Report how many of the lines below contain the string "find", treating uppercase and lowercase as different. Give only the number.

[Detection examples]
====
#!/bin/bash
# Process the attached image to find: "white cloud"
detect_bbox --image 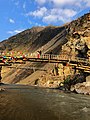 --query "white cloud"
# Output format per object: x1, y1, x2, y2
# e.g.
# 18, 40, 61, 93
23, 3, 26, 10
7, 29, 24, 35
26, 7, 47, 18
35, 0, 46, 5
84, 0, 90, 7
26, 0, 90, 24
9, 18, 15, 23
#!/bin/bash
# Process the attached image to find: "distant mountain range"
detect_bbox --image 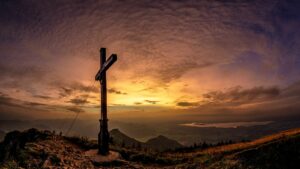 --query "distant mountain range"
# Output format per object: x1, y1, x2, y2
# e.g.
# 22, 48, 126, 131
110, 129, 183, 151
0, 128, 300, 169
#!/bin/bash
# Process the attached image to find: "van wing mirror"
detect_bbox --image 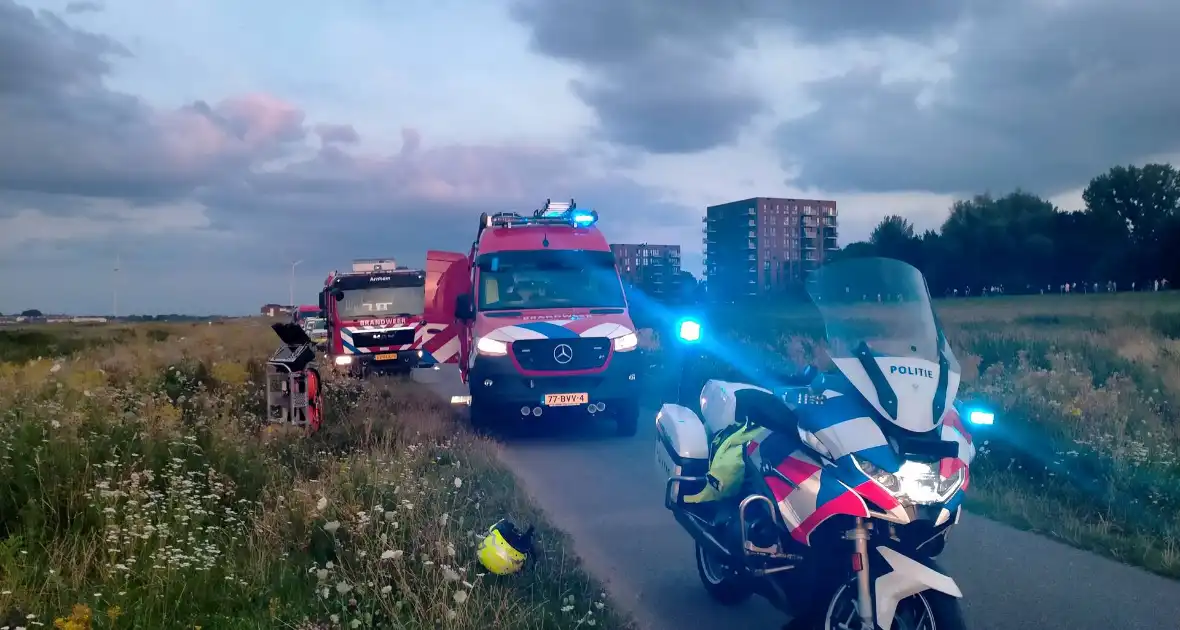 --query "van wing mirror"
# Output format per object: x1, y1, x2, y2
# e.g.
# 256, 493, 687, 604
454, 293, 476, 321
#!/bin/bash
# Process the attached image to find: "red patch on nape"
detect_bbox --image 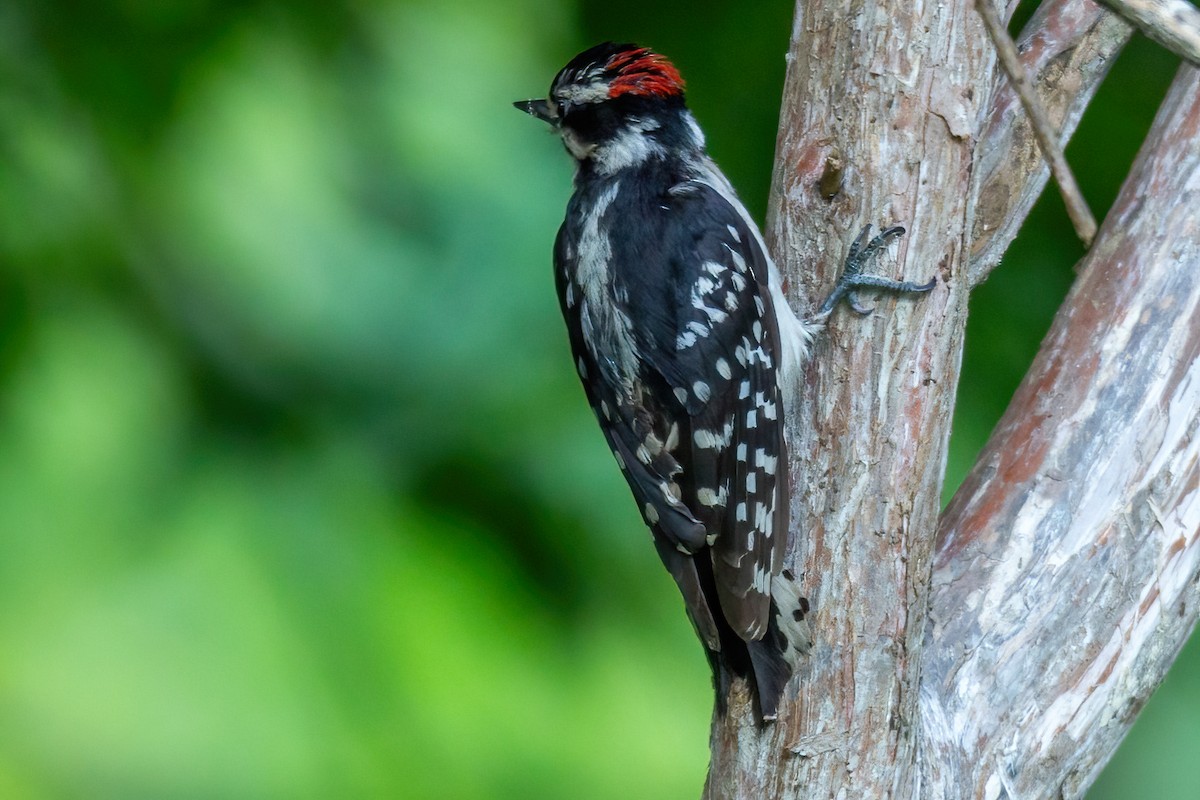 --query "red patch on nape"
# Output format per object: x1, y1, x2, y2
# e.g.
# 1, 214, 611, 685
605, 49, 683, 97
====
Exercise response:
4